--- Material provided ---

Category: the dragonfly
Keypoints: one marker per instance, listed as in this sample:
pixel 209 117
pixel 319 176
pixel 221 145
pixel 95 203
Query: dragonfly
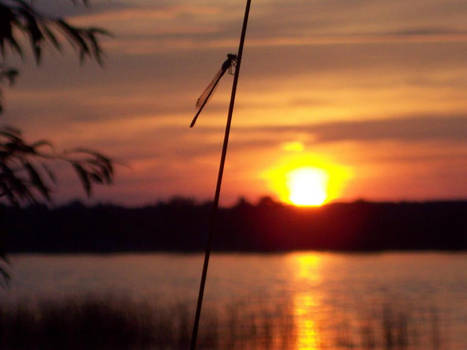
pixel 227 65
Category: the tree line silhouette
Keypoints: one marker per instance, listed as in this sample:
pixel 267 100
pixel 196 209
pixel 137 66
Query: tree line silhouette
pixel 180 225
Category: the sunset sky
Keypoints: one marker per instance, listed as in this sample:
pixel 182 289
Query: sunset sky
pixel 371 92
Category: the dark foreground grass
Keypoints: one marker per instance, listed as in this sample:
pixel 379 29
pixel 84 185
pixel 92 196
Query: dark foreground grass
pixel 109 323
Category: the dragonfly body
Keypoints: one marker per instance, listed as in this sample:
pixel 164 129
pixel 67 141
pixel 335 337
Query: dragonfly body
pixel 208 91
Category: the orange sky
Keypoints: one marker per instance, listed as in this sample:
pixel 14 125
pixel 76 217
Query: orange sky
pixel 371 90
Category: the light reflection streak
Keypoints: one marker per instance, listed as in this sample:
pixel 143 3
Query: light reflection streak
pixel 307 272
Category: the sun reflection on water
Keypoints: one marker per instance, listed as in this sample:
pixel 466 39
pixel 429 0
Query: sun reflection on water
pixel 307 272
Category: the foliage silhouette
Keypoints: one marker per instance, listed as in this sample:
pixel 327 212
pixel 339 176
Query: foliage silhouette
pixel 266 226
pixel 25 172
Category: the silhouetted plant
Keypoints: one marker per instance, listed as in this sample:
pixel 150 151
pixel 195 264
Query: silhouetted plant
pixel 25 173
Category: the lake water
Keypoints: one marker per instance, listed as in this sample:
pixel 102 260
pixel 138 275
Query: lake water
pixel 323 295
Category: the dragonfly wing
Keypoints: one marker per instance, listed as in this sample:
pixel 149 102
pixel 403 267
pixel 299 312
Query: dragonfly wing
pixel 209 89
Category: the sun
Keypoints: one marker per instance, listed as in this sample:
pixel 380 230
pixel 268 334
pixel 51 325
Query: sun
pixel 307 186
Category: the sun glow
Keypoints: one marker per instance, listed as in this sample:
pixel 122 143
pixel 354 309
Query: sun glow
pixel 306 179
pixel 307 186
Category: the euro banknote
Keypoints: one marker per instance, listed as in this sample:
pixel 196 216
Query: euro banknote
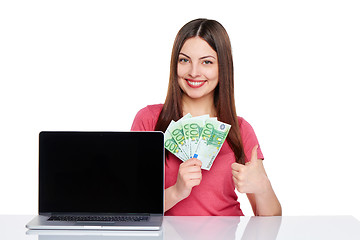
pixel 200 137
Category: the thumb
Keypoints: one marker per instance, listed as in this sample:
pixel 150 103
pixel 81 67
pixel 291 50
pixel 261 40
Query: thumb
pixel 254 153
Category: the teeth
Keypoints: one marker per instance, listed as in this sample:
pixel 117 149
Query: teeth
pixel 195 83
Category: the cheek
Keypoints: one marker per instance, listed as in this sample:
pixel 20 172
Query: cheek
pixel 213 74
pixel 181 70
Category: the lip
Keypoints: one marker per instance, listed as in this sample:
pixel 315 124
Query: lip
pixel 198 83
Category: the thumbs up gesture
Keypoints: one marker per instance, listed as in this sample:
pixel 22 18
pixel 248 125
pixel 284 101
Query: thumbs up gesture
pixel 251 177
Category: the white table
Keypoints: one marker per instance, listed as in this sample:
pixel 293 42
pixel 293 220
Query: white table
pixel 244 228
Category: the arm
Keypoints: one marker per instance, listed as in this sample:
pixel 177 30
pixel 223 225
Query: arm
pixel 266 203
pixel 251 178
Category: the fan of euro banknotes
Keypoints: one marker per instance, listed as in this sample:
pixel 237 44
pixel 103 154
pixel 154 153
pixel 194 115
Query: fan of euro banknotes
pixel 196 137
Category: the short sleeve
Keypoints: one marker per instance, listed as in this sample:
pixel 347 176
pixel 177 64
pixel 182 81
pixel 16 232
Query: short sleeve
pixel 146 118
pixel 249 139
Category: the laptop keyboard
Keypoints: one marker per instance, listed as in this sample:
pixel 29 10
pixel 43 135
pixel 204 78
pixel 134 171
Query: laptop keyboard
pixel 100 218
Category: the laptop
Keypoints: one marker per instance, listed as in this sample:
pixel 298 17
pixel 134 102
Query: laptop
pixel 100 181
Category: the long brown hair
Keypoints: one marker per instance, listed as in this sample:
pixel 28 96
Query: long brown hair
pixel 216 36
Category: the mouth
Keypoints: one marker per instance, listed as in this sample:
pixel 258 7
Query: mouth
pixel 195 83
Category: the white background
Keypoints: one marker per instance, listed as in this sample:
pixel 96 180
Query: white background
pixel 91 65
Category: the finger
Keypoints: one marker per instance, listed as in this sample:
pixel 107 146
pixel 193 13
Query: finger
pixel 254 153
pixel 235 175
pixel 193 169
pixel 193 161
pixel 237 166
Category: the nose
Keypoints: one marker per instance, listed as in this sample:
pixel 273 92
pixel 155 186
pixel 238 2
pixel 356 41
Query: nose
pixel 194 71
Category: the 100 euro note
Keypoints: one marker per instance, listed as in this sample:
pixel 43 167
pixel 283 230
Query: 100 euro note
pixel 171 145
pixel 211 140
pixel 192 128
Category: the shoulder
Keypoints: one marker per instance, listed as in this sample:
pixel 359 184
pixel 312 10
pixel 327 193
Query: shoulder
pixel 146 118
pixel 244 126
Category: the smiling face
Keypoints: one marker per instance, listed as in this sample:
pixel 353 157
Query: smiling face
pixel 197 68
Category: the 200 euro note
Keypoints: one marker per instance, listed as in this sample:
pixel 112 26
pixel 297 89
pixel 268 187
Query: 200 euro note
pixel 171 145
pixel 211 140
pixel 176 131
pixel 192 129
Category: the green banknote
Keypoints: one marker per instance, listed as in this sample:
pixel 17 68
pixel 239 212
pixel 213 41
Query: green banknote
pixel 192 130
pixel 200 137
pixel 173 147
pixel 211 140
pixel 177 133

---

→ Work instruction: Copy out exactly, and only, the lines from the one that contains "pixel 96 180" through the last line of the material above.

→ Task solution:
pixel 96 180
Query: white background
pixel 91 65
Category: the finger
Keypoints: one marker per instance, listed as in this sample:
pixel 107 146
pixel 193 13
Query: finger
pixel 254 153
pixel 235 175
pixel 193 169
pixel 193 161
pixel 237 166
Category: the nose
Keypoints: one marker per instance, listed as in this sample:
pixel 273 92
pixel 155 186
pixel 238 2
pixel 356 41
Query: nose
pixel 194 71
Category: the 100 euro note
Keypoints: one marker per instance, listed as in this sample:
pixel 43 167
pixel 283 230
Query: 100 euro note
pixel 171 145
pixel 211 140
pixel 192 128
Category: the shoulder
Keypoints: one marker per instance, listed as in this sample:
pixel 359 184
pixel 312 10
pixel 327 193
Query: shoulder
pixel 146 118
pixel 244 126
Category: the smiling face
Keypoints: one marker per instance, listed as in this sample:
pixel 353 157
Query: smiling face
pixel 197 68
Category: the 200 euro note
Keypoints: one marker per instance, listed as in this sample:
pixel 112 26
pixel 297 89
pixel 268 187
Query: 200 euro note
pixel 171 145
pixel 211 140
pixel 176 131
pixel 192 129
Category: the green banknote
Keypoints: one marker per instance, listed as in this sample:
pixel 17 68
pixel 239 212
pixel 213 41
Query: green banknote
pixel 192 130
pixel 200 137
pixel 173 147
pixel 211 140
pixel 177 133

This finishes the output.